*Exercise directions*
In the entries that follow, how many lines hold "heap"? Nothing but the number is expected.

START Records for this task

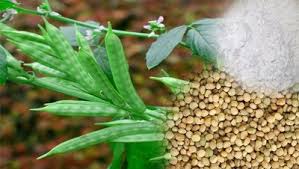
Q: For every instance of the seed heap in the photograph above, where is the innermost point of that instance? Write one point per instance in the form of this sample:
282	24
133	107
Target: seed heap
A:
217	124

END Records for this task
START Records for this task

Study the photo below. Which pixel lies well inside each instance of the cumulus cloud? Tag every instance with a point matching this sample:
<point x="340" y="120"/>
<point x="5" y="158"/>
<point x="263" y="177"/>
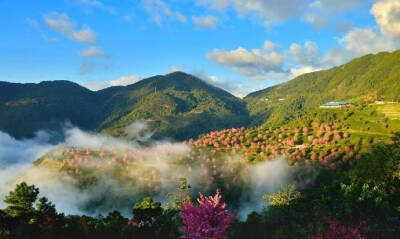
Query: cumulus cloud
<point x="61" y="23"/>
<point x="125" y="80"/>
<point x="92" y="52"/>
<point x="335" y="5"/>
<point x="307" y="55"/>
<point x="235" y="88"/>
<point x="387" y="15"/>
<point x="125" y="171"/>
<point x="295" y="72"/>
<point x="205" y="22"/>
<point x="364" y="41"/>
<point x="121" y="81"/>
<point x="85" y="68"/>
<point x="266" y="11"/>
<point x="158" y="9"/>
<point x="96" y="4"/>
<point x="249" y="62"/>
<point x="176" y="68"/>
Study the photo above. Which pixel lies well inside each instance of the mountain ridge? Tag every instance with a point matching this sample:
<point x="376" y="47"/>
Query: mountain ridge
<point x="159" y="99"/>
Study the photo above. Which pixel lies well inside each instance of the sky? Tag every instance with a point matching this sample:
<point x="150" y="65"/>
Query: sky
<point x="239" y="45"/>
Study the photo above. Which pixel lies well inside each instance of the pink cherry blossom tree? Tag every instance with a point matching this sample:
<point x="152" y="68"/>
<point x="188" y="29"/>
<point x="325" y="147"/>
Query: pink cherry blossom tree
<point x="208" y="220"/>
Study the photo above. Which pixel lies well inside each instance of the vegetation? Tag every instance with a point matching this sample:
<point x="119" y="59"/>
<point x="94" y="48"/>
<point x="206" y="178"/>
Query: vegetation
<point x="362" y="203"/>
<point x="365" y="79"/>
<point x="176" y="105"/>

END Records for this task
START Records for this task

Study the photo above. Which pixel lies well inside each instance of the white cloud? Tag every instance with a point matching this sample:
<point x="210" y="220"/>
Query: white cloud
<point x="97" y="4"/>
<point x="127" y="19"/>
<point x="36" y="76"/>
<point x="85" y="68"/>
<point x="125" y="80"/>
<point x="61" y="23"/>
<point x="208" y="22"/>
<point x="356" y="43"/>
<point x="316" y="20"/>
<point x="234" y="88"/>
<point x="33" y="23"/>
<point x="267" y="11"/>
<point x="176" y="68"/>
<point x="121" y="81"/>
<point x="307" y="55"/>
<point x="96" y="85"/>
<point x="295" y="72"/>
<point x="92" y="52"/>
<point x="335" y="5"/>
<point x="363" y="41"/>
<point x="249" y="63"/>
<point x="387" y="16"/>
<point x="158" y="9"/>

END Records for this task

*Result of this task*
2